- **Excerpted passage**:
—————

There is no reason to doubt that when section 24 of the Courts Act and section 18 of the Criminal Appeal Act were most recently amended in the 1990s the normal method of recording a Supreme Court trial was by shorthand note, from which a transcript would ordinarily be prepared for use in any appeal. But it does not follow that the assumption that that would be the method of recording, which underlay those statutory sections, forever limited or controlled the general rule contained in section 10(3) of the Constitution. First, the Constitution must prevail over the statutes, rather than the reverse. Second, the wording of section 10(3) is particularly clear and confers an entitlement to “any” record of the proceedings made by or on behalf of the court. A digital recording is clearly a record of the proceedings within that expression. Third, it is not possible to treat the two sections of the statutes as limiting the entitlement of the accused to a transcript of a shorthand note when, these days, there never has been a shorthand note. For a Supreme Court trial, the modern transcript is prepared from the digital recording, not from a shorthand note. Moreover, fourth, it is the digital recording which is the primary record; the transcript, though the indispensable working tool for any appellate court, is derivative. From this it follows that there is no basis on which section 10(3) can be construed as not applying to the digital recording. An accused is entitled, on payment of the cost of providing it, to a copy of the digital record of the trial.

—————

- **What this task involves**:
Answer these questions from the passage on recording trials, numbering each answer to match its question.
1. In what decade were section 24 of the Courts Act and section 18 of the Criminal Appeal Act most recently amended?
2. What is the modern transcript of a Supreme Court trial prepared from?
3. On what condition is an accused entitled to a copy of the digital record of the trial?

—————

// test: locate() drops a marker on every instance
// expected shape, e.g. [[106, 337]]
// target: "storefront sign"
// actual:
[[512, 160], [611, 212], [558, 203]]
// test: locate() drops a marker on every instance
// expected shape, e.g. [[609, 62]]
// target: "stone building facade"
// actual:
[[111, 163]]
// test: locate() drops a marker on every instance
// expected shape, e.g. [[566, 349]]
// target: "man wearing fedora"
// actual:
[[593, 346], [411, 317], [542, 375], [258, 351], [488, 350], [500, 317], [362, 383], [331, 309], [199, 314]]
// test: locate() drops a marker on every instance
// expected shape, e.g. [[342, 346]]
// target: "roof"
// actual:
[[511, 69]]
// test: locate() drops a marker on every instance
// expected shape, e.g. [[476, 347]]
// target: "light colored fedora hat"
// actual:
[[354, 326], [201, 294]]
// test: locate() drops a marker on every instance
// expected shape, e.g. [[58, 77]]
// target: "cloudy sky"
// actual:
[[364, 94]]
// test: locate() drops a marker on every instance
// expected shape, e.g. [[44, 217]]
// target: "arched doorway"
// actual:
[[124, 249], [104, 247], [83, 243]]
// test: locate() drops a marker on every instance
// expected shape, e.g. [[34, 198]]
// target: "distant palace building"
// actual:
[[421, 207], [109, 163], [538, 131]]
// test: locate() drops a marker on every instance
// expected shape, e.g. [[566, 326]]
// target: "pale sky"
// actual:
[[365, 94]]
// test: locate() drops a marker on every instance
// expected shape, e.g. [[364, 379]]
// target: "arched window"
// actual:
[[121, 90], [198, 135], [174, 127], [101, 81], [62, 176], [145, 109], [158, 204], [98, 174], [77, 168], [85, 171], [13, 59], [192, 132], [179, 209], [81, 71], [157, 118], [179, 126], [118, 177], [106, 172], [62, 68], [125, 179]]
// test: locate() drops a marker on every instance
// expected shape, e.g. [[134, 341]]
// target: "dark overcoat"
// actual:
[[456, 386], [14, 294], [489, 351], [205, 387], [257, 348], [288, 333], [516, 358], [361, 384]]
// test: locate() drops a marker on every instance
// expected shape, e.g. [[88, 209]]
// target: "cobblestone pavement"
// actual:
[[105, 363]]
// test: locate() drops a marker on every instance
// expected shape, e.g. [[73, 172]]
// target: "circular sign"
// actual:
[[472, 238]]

—————

- **Exercise result**:
1. The 1990s.
2. The digital recording.
3. On payment of the cost of providing it.